■ **Data supplied**
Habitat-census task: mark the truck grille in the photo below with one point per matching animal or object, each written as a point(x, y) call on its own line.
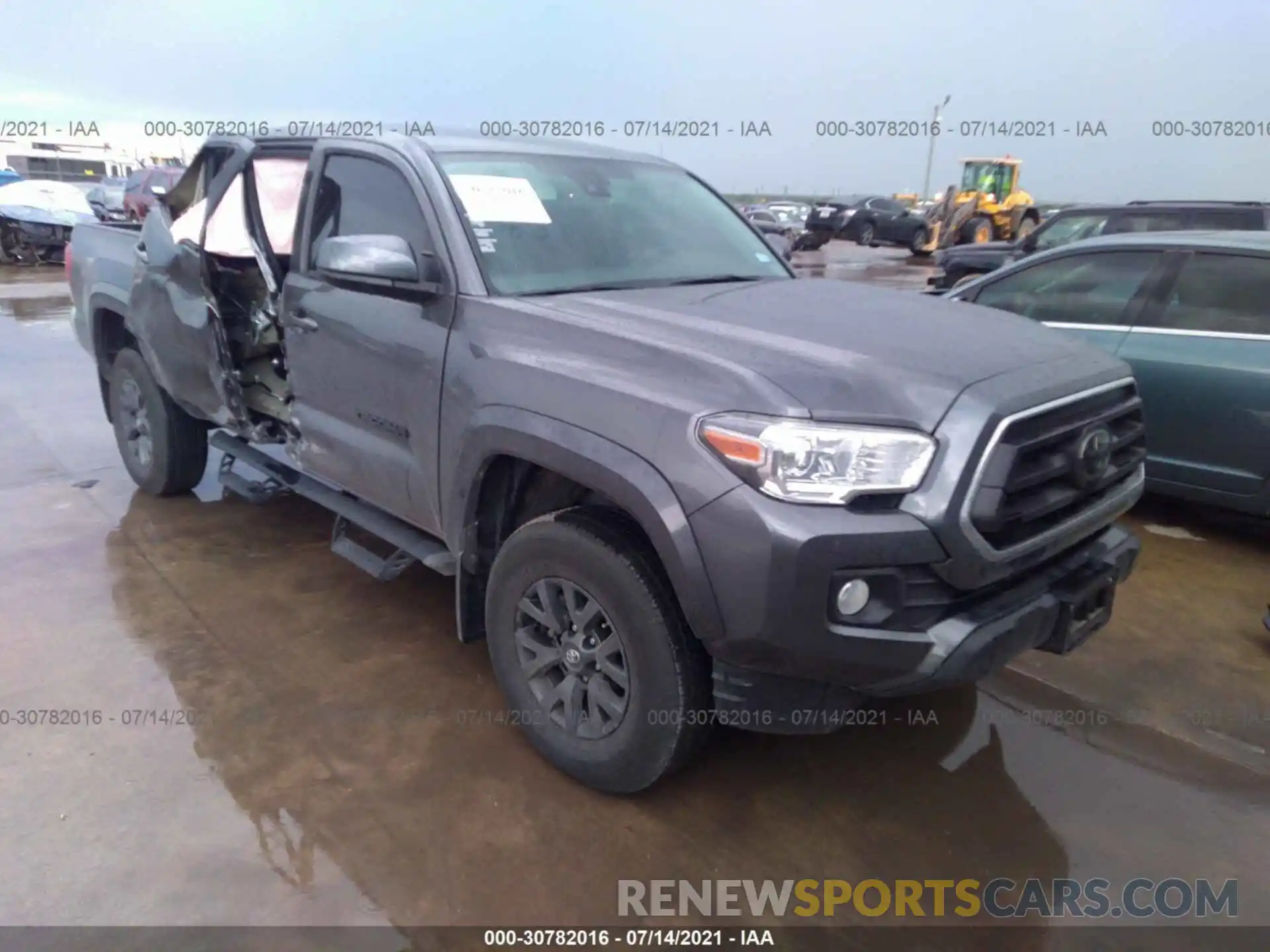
point(1048, 467)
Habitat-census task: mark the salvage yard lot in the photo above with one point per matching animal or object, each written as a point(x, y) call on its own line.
point(295, 743)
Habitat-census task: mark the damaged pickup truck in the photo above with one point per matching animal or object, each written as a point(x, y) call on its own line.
point(676, 485)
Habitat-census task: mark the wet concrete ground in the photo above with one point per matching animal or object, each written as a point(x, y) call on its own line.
point(339, 760)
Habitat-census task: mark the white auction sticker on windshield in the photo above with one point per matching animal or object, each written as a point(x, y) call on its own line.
point(499, 198)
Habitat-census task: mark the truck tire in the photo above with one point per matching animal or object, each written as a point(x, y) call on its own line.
point(163, 447)
point(589, 648)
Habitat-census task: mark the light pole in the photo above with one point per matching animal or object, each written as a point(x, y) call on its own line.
point(930, 151)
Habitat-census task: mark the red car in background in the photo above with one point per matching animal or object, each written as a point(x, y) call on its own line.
point(146, 184)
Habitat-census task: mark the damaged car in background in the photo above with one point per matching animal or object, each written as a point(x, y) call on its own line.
point(36, 220)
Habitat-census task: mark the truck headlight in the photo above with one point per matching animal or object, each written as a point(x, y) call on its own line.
point(802, 461)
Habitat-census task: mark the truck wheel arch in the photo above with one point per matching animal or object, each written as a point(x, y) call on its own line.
point(592, 462)
point(110, 334)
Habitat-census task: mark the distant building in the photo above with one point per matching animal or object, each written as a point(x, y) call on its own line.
point(64, 160)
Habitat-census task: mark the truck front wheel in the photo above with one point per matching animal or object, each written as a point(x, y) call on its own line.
point(591, 651)
point(163, 447)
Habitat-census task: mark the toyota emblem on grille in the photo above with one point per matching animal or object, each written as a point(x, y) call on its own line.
point(1091, 456)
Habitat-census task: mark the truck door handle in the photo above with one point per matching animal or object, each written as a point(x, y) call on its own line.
point(302, 321)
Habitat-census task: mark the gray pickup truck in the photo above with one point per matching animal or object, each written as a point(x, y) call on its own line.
point(677, 487)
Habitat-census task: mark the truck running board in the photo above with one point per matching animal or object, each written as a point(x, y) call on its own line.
point(411, 545)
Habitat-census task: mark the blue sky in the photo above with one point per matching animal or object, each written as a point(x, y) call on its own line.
point(1123, 63)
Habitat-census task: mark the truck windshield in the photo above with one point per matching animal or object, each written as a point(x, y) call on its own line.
point(549, 223)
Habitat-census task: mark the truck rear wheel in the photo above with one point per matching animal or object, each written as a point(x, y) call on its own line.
point(163, 447)
point(592, 654)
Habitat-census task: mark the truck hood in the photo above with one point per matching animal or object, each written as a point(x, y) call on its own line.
point(843, 350)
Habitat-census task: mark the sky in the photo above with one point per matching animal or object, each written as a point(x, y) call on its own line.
point(790, 63)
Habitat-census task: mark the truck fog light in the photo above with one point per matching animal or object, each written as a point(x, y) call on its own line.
point(853, 597)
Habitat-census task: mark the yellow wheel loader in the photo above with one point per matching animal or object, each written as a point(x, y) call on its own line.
point(987, 207)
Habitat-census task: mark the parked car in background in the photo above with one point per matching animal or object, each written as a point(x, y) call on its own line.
point(774, 223)
point(36, 220)
point(794, 210)
point(868, 220)
point(107, 200)
point(963, 263)
point(144, 186)
point(1191, 313)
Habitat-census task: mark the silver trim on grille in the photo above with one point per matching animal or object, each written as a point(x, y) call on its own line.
point(1113, 506)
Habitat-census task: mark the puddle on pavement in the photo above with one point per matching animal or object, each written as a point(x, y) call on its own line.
point(36, 309)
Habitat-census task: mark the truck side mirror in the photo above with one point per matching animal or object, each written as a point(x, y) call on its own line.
point(384, 257)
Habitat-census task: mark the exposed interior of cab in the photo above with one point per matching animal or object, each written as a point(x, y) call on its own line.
point(244, 277)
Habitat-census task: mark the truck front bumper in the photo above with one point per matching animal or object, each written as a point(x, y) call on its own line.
point(786, 663)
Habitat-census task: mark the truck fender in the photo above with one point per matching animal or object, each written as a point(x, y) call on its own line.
point(103, 298)
point(599, 463)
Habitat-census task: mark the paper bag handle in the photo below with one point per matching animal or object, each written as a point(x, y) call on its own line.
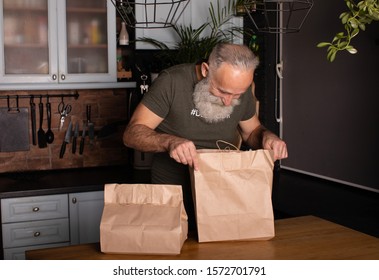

■ **Instruction**
Reproduce the items above character for character, beginning at the line containing "Habitat-census task: mark the distant" and continuing through the line containing "point(1091, 456)".

■ **Finished exercise**
Habitat-census task: mark the distant building in the photo above with one point per matching animal or object, each written as a point(x, y) call on its own line.
point(64, 160)
Habitat-census task: mark the truck front wheel in the photo above with one point per matching animal or object, each written as a point(x, y) call on its own line.
point(591, 651)
point(163, 447)
Habitat-census task: mark the toyota emblem on grille in the photo above with one point per matching animal or object, each written as a point(x, y) call on its own line.
point(1091, 456)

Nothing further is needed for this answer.